- [Records for this exercise]

** Start **

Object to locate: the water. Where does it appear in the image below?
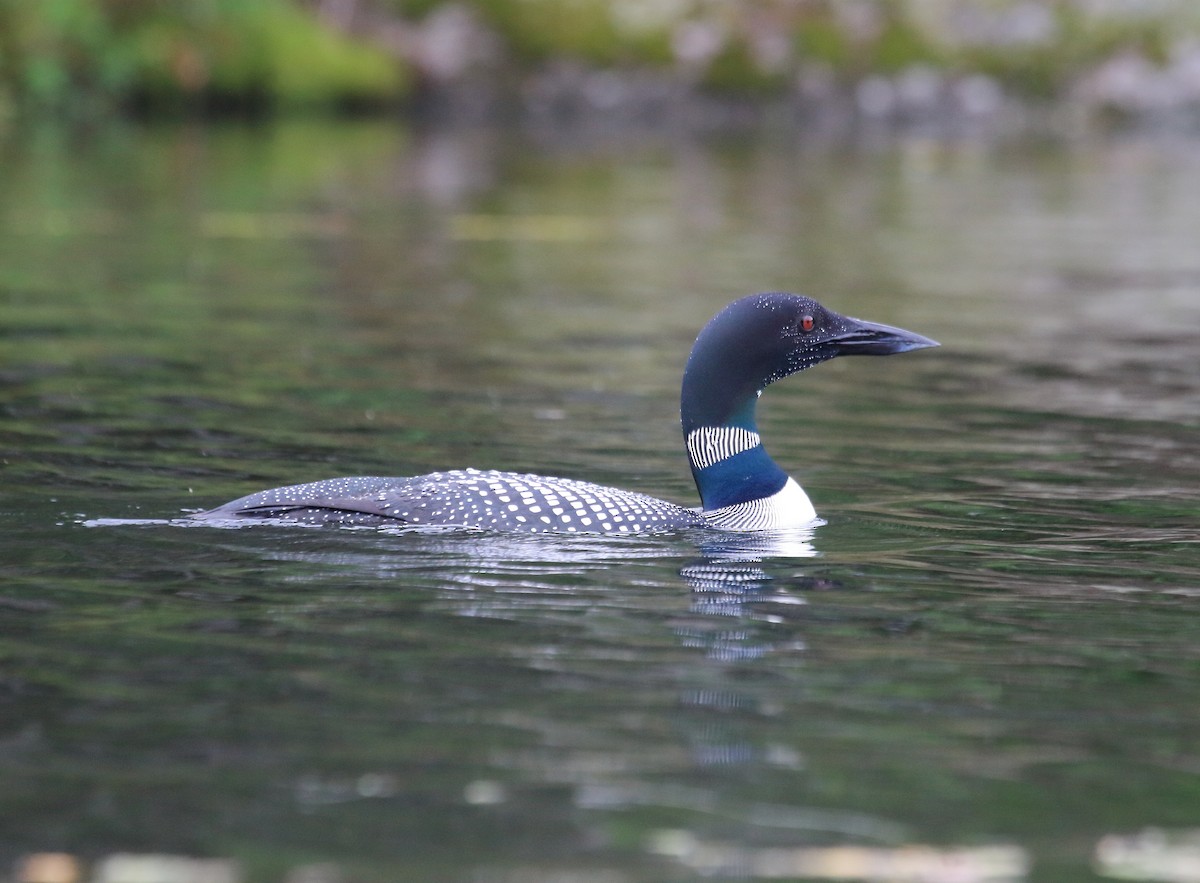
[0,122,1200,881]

** End **
** Start **

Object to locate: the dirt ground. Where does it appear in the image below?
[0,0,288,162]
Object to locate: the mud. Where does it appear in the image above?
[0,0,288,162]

** End **
** Start **

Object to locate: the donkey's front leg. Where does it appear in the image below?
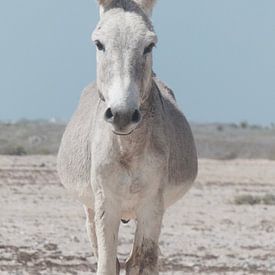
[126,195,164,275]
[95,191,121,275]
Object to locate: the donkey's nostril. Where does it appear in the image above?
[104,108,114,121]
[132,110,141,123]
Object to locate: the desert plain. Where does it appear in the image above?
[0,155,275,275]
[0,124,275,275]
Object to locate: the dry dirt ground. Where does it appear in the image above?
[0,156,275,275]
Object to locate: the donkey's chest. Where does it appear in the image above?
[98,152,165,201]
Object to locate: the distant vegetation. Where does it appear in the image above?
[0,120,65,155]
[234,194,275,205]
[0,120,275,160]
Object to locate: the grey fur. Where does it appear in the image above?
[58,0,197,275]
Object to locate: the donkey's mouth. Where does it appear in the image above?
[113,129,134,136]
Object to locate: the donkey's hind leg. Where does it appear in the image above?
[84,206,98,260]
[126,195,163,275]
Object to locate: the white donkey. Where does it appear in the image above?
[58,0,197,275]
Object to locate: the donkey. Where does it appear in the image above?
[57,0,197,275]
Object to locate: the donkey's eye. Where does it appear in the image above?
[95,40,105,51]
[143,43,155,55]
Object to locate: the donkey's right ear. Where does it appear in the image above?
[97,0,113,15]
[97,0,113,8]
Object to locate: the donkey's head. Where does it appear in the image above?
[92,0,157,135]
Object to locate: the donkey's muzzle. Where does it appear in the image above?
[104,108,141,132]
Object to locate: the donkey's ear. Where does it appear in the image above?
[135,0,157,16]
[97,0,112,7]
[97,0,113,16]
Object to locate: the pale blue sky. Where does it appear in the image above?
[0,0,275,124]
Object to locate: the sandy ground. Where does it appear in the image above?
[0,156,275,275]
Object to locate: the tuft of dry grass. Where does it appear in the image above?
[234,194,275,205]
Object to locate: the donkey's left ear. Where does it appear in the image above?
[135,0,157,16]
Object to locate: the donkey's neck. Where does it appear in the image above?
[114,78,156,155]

** End **

- [Do this]
Output verbatim the lines of the data from the one containing "Object to locate: the donkey's ear." through the one containing "[114,78,156,155]", with both of those lines included.

- [Solution below]
Object to locate: the donkey's ear. Where does it appear in the image above?
[135,0,157,16]
[97,0,112,7]
[97,0,113,16]
Object to locate: the pale blue sky. Where does it appear in the image above?
[0,0,275,124]
Object to locate: the sandy ground. Where does it appear in the image above?
[0,156,275,275]
Object to locate: the tuft of dry grass. Where does it appear in the image above?
[234,194,275,205]
Object to locate: the donkey's left ear. Where does it appear in the image above?
[135,0,157,16]
Object to locate: the donkey's neck. Where does it appear in the image above?
[114,78,156,155]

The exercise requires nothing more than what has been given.